Work to do: Rewrite everything below from the line containing "(format x=282, y=309)" down to the line containing "x=491, y=103", changing "door handle" to "door latch" and leaving everything else as it is.

# # #

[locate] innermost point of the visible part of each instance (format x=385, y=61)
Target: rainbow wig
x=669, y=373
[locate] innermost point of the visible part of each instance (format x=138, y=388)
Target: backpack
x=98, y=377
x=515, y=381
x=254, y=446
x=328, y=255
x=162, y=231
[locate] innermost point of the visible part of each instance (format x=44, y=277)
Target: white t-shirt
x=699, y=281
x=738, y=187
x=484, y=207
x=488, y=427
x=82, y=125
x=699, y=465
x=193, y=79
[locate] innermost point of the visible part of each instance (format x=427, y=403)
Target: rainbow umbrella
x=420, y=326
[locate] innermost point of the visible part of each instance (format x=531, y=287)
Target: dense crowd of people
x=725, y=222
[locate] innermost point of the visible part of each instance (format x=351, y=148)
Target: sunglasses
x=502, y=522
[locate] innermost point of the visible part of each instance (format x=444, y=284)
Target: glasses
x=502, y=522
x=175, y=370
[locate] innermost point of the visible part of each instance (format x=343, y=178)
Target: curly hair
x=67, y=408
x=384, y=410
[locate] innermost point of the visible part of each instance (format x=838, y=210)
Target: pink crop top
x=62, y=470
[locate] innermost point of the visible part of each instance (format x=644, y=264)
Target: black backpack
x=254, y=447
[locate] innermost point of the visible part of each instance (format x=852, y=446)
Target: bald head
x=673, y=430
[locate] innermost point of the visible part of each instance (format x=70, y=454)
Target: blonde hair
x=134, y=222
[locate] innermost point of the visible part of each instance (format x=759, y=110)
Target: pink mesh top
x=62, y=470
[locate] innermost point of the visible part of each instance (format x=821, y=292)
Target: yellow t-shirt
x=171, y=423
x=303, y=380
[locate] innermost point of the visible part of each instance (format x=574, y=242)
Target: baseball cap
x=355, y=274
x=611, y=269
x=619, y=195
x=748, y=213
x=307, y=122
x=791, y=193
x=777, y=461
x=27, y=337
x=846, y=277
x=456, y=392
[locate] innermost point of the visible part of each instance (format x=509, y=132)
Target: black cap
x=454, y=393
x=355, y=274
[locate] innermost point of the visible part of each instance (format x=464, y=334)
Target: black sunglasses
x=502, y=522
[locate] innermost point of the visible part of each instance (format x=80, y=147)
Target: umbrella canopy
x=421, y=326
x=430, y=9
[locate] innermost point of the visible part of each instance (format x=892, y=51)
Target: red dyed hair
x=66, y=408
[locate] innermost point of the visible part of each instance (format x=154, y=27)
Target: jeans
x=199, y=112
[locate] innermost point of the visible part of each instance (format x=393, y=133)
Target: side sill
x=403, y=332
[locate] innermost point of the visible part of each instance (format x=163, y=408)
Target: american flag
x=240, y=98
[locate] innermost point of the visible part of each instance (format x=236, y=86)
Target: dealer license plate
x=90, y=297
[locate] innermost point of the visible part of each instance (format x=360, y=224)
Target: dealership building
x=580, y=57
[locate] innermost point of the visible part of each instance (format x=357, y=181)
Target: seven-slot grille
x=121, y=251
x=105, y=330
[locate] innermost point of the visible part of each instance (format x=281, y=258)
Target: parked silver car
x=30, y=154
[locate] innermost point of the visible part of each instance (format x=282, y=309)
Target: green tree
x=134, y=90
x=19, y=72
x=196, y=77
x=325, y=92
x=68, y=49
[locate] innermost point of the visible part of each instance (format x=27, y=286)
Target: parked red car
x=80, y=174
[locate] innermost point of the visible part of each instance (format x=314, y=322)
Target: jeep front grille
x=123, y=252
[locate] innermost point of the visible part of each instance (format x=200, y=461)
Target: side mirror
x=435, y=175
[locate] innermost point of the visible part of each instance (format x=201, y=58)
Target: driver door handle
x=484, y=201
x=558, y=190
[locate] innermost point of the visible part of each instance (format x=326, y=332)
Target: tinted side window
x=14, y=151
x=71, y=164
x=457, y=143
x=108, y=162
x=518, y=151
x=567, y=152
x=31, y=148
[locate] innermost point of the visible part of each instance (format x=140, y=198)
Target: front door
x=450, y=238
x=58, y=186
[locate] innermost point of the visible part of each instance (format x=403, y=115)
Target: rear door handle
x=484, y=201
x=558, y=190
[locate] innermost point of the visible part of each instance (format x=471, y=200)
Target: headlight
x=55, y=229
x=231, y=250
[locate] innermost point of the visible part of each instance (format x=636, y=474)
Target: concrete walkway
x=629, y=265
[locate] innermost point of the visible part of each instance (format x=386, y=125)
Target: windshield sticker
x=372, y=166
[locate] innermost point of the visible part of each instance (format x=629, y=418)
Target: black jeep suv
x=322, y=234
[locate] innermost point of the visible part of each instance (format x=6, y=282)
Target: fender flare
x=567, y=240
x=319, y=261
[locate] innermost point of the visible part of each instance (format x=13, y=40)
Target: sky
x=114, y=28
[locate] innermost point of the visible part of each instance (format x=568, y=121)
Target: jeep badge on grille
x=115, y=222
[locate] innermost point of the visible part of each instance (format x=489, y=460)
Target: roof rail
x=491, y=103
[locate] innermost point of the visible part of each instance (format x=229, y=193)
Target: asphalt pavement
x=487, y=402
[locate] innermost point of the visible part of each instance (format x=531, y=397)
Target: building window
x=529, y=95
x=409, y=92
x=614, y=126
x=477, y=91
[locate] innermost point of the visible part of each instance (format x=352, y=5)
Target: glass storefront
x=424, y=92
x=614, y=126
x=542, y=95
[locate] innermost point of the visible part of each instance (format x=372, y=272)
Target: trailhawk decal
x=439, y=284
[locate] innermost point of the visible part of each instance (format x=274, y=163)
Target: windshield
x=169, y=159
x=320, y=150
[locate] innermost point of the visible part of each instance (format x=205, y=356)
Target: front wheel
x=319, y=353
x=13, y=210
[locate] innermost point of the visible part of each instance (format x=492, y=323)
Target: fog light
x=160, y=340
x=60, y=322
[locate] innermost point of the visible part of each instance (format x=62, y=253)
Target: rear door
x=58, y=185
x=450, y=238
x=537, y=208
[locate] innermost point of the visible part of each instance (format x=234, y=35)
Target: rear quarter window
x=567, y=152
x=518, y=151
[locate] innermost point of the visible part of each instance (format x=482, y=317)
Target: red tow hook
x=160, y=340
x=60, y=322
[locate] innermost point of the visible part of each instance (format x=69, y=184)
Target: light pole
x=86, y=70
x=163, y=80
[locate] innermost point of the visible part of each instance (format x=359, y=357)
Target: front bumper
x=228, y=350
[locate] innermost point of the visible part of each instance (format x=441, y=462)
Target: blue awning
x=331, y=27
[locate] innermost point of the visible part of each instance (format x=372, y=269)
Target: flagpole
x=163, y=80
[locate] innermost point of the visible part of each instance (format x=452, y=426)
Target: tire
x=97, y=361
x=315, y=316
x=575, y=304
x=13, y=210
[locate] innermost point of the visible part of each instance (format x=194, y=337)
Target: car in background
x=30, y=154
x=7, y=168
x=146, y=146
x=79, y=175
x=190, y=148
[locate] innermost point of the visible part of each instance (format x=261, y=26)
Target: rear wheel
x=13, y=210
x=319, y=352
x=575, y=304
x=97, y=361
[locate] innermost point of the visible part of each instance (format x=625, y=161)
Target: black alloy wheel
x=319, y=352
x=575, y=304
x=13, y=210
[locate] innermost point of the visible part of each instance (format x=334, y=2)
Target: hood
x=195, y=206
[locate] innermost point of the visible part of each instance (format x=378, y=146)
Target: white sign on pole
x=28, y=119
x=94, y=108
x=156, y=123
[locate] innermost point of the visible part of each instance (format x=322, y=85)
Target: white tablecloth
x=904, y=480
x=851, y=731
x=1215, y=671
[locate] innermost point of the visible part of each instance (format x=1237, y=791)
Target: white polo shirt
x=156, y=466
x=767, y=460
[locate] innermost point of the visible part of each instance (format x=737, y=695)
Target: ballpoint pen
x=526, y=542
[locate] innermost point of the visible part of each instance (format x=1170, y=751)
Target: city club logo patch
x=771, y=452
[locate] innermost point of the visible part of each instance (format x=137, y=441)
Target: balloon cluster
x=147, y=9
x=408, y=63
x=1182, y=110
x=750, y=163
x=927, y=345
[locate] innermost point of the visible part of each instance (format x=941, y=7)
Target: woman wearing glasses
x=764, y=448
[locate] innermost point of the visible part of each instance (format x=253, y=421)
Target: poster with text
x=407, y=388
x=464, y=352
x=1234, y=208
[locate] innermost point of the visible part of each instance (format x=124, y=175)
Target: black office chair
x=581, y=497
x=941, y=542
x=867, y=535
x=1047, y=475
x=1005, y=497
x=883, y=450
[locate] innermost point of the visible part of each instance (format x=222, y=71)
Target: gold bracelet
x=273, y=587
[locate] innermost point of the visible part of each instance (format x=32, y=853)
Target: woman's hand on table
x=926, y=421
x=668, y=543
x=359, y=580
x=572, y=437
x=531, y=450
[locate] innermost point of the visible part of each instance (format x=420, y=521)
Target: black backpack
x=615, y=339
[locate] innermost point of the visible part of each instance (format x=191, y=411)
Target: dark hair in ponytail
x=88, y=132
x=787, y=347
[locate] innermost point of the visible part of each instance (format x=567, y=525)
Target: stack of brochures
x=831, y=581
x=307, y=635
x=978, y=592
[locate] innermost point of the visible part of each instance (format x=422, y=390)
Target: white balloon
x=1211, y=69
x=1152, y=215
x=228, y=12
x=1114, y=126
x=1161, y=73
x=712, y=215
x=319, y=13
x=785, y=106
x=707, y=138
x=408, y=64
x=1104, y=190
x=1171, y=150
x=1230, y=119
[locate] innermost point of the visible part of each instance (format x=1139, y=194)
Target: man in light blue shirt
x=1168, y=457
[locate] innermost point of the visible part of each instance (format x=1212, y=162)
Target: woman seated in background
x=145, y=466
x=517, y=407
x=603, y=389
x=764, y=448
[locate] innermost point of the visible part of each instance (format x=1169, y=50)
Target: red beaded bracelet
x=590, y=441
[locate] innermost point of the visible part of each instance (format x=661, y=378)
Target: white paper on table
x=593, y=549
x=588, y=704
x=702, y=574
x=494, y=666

# # #

The output:
[locate] innermost point of the visible part of each instance (format x=282, y=309)
Target: green tree
x=134, y=90
x=19, y=72
x=196, y=77
x=325, y=92
x=68, y=49
[locate] innermost point of the visible part of each instance (format x=27, y=286)
Target: parked red car
x=80, y=174
[locate] innermost point of the visible part of each instance (format x=314, y=322)
Target: jeep front grille
x=123, y=252
[locate] innermost point of the visible part of each instance (format x=200, y=461)
Target: side mirror
x=435, y=175
[locate] innermost point of the visible part of each instance (format x=201, y=58)
Target: driver door latch
x=484, y=201
x=558, y=190
[locate] innermost point of the visible part of each instance (format x=326, y=332)
Target: tinted side window
x=14, y=151
x=71, y=164
x=457, y=143
x=108, y=162
x=518, y=151
x=567, y=152
x=31, y=148
[locate] innermost point of the visible part of each instance (format x=140, y=198)
Target: front door
x=450, y=238
x=58, y=186
[locate] innermost point of the visible part of each instance (format x=403, y=115)
Target: rear door latch
x=484, y=201
x=558, y=190
[locate] innermost point of the visible part of each instance (format x=471, y=200)
Target: headlight
x=55, y=229
x=231, y=250
[locate] innermost point of the visible part of each instance (format x=636, y=474)
Target: concrete walkway
x=629, y=265
[locate] innermost point of the visible part of each instance (format x=386, y=125)
Target: windshield sticker
x=372, y=166
[locate] innermost point of the visible part of each instance (format x=629, y=418)
Target: black jeep suv
x=322, y=234
[locate] innermost point of the visible part of each instance (format x=6, y=282)
Target: fender flare
x=567, y=240
x=319, y=261
[locate] innermost point of the visible part of each instance (format x=13, y=40)
Target: sky
x=114, y=28
[locate] innermost point of the visible part of each instance (format x=568, y=121)
Target: jeep badge on grille
x=115, y=222
[locate] innermost point of the visible part of each instance (format x=489, y=460)
Target: roof rail
x=491, y=103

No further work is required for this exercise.